The modified public realm: A study of contemporary public spaces in Delhi

The definition of public space has changed. As ‘physical’ public spaces are turning ‘virtual’, social accessibility is now restricted. They are no longer spaces of socio-cultural exchanges and community interactions but are ‘spaces of consumption’. The 3 Es that govern good city design and sustainability — economy, environment and equity — are informally referred to as profits, planet and people. But, a study of the contemporary public spaces like the newer district centres in New Delhi, Saket or Vasant Kunj, present a rather disappointing picture where equity is almost non-existent.

Lynn Staeheli (1997) defines public space as “a setting for debate, the exercise of rights as citizens, and a place where people of diverse backgrounds can meet as a community”. Historically, the public realms were forums of ‘interactive’ practice – the agoras of Greece, forum Romanum of Rome, chaupals of Jaipur or the squares or plazas of Britain. 

The public sphere was shaped for public assembly, community gatherings and social discourses. Technological advancements and the electronics revolution introduced concepts such as ‘spaces of flow’ versus ‘spaces of places’. Decentralisation was made possible and the idea of a central interactive forum seemed obsolete in the world of media and the internet. Today, social media has played a decisive role in the emergence of a networked public sphere where the easy possibility of communicating effectively allows individuals to reorient themselves from passive readers and listeners to potential speakers and participants in a conversation (Benkler, 2006). 

Political and social discussions, dissent, cultural communications are taking place on Facebook, Twitter and WhatsApp. The ‘physical’ public space has turned ‘virtual’.  As a result, the new generation public space has also seen a major shift from spaces of socio-cultural exchanges and community interactions to ‘spaces of consumption’; from politics to entertainment and commerce. This new realm has been at times accused of being reduced to an active shopping realm; newer solutions include multiplexes, cinema halls, food joints, malls, cafes, theme parks, ticketed lifestyle centres and the likes: one-stop centres with adequate automobile parking.

-----

→ **WHAT THIS EXERCISE ASKS**
a) Name every historical example of a public realm that the essay on public spaces in Delhi gives as a forum of interactive practice.
b) Pick up the essay on public spaces in Delhi right after its final sentence and write the next paragraph.

-----

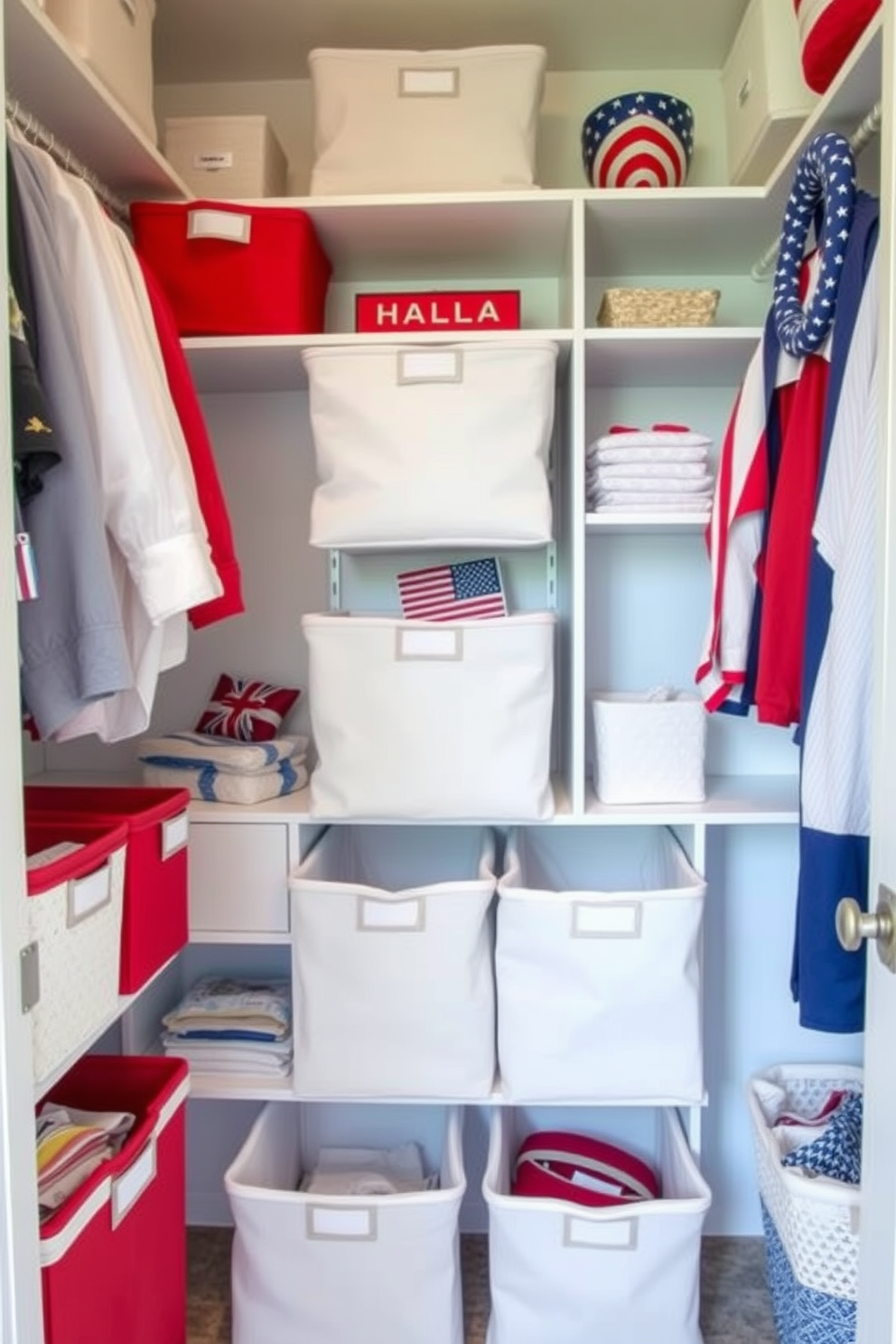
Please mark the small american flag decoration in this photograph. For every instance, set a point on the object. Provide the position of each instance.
(471, 590)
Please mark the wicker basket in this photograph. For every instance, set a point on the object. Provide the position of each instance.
(658, 308)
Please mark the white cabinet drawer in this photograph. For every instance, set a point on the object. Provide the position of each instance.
(238, 878)
(764, 94)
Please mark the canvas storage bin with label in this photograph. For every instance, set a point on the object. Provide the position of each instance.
(573, 1274)
(429, 446)
(425, 721)
(810, 1212)
(115, 39)
(335, 1239)
(393, 963)
(405, 121)
(598, 966)
(154, 919)
(76, 878)
(226, 157)
(649, 748)
(236, 270)
(113, 1257)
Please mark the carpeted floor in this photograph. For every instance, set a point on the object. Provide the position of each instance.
(735, 1299)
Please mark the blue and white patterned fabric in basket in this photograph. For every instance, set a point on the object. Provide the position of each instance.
(804, 1315)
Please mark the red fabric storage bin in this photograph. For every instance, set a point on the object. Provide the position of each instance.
(827, 33)
(236, 270)
(113, 1258)
(154, 916)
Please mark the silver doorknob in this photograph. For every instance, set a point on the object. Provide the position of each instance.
(854, 925)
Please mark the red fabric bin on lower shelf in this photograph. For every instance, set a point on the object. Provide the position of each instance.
(115, 1255)
(234, 270)
(154, 922)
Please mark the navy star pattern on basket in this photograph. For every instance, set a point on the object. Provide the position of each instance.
(639, 140)
(825, 182)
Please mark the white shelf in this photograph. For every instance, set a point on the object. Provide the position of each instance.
(675, 357)
(54, 85)
(273, 363)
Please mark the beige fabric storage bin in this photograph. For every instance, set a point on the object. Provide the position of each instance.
(648, 749)
(406, 121)
(226, 157)
(571, 1274)
(427, 721)
(393, 963)
(432, 446)
(115, 39)
(598, 966)
(344, 1269)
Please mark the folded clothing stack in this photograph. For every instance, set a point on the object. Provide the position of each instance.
(369, 1171)
(70, 1147)
(222, 770)
(234, 1026)
(661, 470)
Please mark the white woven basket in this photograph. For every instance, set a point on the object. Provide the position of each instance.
(816, 1218)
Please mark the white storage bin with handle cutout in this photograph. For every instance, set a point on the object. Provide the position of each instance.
(422, 721)
(432, 446)
(598, 966)
(393, 963)
(573, 1274)
(339, 1269)
(395, 121)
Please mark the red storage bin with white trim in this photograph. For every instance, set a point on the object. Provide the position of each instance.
(76, 878)
(154, 919)
(115, 1255)
(236, 269)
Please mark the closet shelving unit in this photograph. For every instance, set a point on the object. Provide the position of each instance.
(562, 247)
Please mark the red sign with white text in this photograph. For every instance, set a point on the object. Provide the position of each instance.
(433, 311)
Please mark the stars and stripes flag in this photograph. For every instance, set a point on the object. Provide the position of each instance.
(463, 592)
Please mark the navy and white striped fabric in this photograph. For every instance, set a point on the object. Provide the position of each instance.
(824, 186)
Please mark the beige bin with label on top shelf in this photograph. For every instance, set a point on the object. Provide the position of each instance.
(226, 157)
(115, 39)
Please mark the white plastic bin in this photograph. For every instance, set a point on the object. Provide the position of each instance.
(649, 748)
(394, 121)
(393, 963)
(571, 1274)
(598, 966)
(424, 721)
(380, 1269)
(812, 1222)
(432, 446)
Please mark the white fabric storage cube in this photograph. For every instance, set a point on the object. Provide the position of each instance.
(226, 157)
(393, 121)
(393, 963)
(649, 749)
(571, 1274)
(115, 39)
(383, 1269)
(414, 719)
(598, 966)
(432, 445)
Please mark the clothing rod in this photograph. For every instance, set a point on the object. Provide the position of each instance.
(865, 131)
(36, 132)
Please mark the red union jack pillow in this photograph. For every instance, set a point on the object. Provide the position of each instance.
(246, 708)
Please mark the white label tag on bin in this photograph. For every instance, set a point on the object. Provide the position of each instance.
(345, 1225)
(89, 894)
(618, 1234)
(128, 1187)
(175, 832)
(429, 366)
(219, 223)
(435, 644)
(429, 84)
(386, 916)
(609, 919)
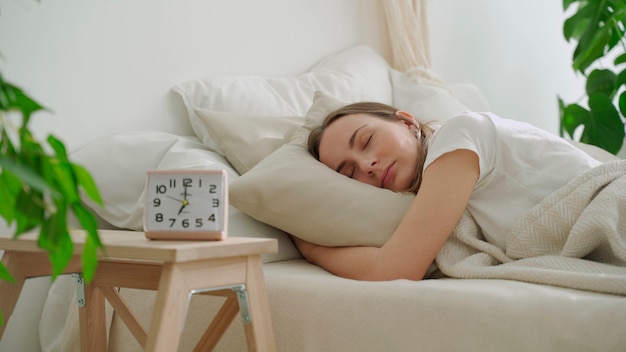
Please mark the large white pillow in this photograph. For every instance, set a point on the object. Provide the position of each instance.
(294, 192)
(246, 140)
(357, 73)
(430, 102)
(119, 163)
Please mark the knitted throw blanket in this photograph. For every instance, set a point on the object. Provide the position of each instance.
(575, 238)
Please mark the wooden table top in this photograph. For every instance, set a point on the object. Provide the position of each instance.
(135, 246)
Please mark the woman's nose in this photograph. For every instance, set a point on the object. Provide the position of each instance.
(368, 165)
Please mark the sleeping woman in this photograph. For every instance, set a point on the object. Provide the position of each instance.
(497, 169)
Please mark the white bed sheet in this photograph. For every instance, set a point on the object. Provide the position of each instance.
(313, 310)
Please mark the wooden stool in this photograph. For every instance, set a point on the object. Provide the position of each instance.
(177, 269)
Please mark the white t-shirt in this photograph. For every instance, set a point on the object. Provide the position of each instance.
(520, 165)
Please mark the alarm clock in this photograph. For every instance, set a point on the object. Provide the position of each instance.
(186, 205)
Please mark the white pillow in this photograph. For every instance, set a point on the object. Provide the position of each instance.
(246, 140)
(119, 163)
(294, 192)
(357, 73)
(426, 102)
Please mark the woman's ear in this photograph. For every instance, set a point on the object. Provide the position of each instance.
(407, 118)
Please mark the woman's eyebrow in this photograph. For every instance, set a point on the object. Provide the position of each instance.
(353, 137)
(351, 144)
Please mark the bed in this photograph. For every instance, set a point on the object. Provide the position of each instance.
(253, 125)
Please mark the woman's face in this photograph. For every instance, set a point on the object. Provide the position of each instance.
(372, 150)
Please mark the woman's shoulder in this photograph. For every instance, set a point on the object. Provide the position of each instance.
(469, 122)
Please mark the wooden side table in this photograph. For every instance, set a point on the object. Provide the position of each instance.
(176, 269)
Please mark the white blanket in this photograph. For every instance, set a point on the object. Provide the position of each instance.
(575, 238)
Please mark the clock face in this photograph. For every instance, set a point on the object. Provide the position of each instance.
(186, 204)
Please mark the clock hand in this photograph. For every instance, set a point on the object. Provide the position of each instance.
(176, 199)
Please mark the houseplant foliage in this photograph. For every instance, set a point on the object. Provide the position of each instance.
(598, 27)
(39, 186)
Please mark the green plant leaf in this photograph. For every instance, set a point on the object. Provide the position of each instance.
(621, 79)
(601, 81)
(55, 239)
(567, 3)
(620, 59)
(606, 129)
(27, 175)
(5, 275)
(591, 47)
(29, 211)
(621, 103)
(10, 186)
(13, 98)
(92, 243)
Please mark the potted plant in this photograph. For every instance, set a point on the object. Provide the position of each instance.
(598, 28)
(40, 186)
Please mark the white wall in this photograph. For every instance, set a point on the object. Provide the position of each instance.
(107, 66)
(513, 50)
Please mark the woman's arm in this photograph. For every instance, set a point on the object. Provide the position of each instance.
(443, 196)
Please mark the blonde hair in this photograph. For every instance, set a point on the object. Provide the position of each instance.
(383, 111)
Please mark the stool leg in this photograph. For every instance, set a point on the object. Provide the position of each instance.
(169, 311)
(259, 333)
(10, 291)
(92, 321)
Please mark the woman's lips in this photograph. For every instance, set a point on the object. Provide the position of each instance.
(387, 176)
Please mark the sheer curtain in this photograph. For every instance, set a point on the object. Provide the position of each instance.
(408, 35)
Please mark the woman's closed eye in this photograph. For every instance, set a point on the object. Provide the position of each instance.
(367, 141)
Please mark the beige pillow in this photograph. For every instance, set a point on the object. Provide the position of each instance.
(246, 140)
(294, 192)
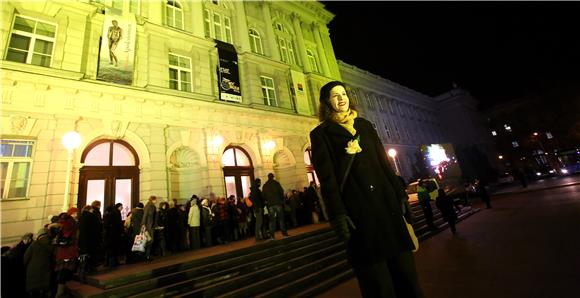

-----

→ **ANSWERS BELOW**
a)
- The agoras of Greece
- The forum Romanum of Rome
- The chaupals of Jaipur
- The squares or plazas of Britain

b)
New urban typology favours private interests
While the very definition of the public space has undergone change, there is also a swing in the way the public realm is shaped. In the globalising economy, the government no longer plays the role of the sole-provider; private players have progressively had a more important say in these matters. 

The increased involvement of the private players in public space provisions, led by public-private-partnerships (PPPs), large scale business interests and subsequent restrictions on the social accessibility of the public realm has transformed the way public spaces were shaped. This, coupled with the city’s ambitions of using public space as a visual component of its image-led strategies, has given rise to a new urban typology that has begun to define our public realm. This typology, unfortunately, seems to favour private interests, is designed for a ‘few’ and successfully excludes a large segment of the society. 

The mall culture is an ‘excluding’ typology. Shopping malls are the all-encompassing units that concentrate activity in and on themselves, without the need to respond to the context they are placed in. They are a world in themselves, privately owned but open to the public entities, where the owners have the right to ‘exclude’. Though this is not done explicitly, codes of conducts, list of forbidden activities, constructing people’s perception of the place and such invisible markers help keep out the unwanted.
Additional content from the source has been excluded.